Saved entries:
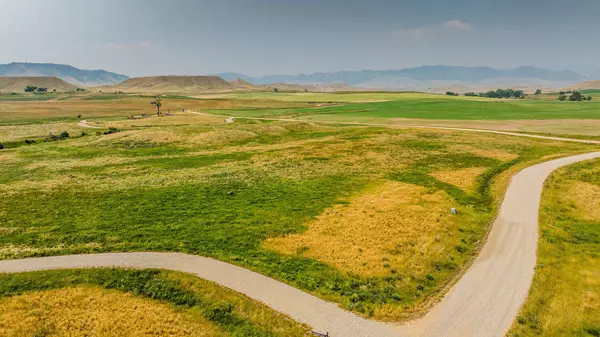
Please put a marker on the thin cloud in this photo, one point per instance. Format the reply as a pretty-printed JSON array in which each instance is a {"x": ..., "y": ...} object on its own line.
[
  {"x": 142, "y": 45},
  {"x": 458, "y": 25},
  {"x": 422, "y": 33}
]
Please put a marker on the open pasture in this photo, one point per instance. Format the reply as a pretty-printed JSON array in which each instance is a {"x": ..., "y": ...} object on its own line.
[
  {"x": 357, "y": 215},
  {"x": 110, "y": 302}
]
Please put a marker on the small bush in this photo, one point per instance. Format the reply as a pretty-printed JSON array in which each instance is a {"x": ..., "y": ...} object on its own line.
[
  {"x": 220, "y": 312},
  {"x": 111, "y": 130}
]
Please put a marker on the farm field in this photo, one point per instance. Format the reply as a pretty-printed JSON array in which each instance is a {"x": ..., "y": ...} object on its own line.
[
  {"x": 312, "y": 205},
  {"x": 127, "y": 302},
  {"x": 564, "y": 300},
  {"x": 441, "y": 107}
]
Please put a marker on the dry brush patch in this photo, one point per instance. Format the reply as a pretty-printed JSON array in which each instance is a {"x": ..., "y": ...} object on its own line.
[
  {"x": 87, "y": 310},
  {"x": 391, "y": 227},
  {"x": 586, "y": 199},
  {"x": 465, "y": 179},
  {"x": 222, "y": 190}
]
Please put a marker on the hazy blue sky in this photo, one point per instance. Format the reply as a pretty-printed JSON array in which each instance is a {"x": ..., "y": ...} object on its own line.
[{"x": 151, "y": 37}]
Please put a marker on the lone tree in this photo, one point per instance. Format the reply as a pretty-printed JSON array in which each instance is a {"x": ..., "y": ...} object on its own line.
[
  {"x": 576, "y": 96},
  {"x": 157, "y": 103}
]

## Work to be completed
Turn all of the saved entries above into a numbered list, skipping any blank lines. Leave the pictures out of your answer.

## Result of the task
1. Please put a marker on the thin cloud in this photo, one point per instance. Format the reply as a pretty-printed JSON array in which each instance is a {"x": ..., "y": ...} object on its own line.
2. [
3.   {"x": 142, "y": 45},
4.   {"x": 458, "y": 25},
5.   {"x": 422, "y": 33}
6. ]
7. Please put a marker on the open pasture in this photo, one point per instance. Format the reply as a pretty-printed JSON array in which each instance is a {"x": ..., "y": ...} object on its own line.
8. [
9.   {"x": 357, "y": 215},
10.   {"x": 110, "y": 302}
11. ]
12. Please put a marker on the small bush in this photo, one point per instance. Format the reply as a pretty-printed JSON array in which each instance is a {"x": ..., "y": ...} object on its own line.
13. [
14.   {"x": 220, "y": 312},
15.   {"x": 111, "y": 130}
16. ]
17. Please put a marker on the farm field in this photo, one point per instance. Format the reply as a pretty-printed JSON array in which each instance is a {"x": ..., "y": ...} object on its own line.
18. [
19.   {"x": 312, "y": 205},
20.   {"x": 127, "y": 302},
21.   {"x": 564, "y": 300},
22.   {"x": 441, "y": 107}
23. ]
24. Please put a marker on the dry brush patch in this photo, one point per instance. Format the reply as a pretty-printed JSON array in which each instance is a {"x": ..., "y": ...} object on its own line.
25. [
26.   {"x": 87, "y": 310},
27.   {"x": 391, "y": 227},
28.   {"x": 586, "y": 199},
29.   {"x": 465, "y": 179},
30.   {"x": 222, "y": 190}
31. ]
32. Please put a marker on the hazy blue sky in this photo, one point per instance. Format the reply as a pretty-printed JSON array in which each instance is a {"x": ..., "y": ...} object on its own line.
33. [{"x": 151, "y": 37}]
34. Please put a marker on the lone tree in this photo, one point per instance. Format the reply as a pretty-printed JSON array in which each instance is a {"x": ..., "y": ...} object on its own line.
35. [
36.   {"x": 576, "y": 96},
37.   {"x": 157, "y": 103}
38. ]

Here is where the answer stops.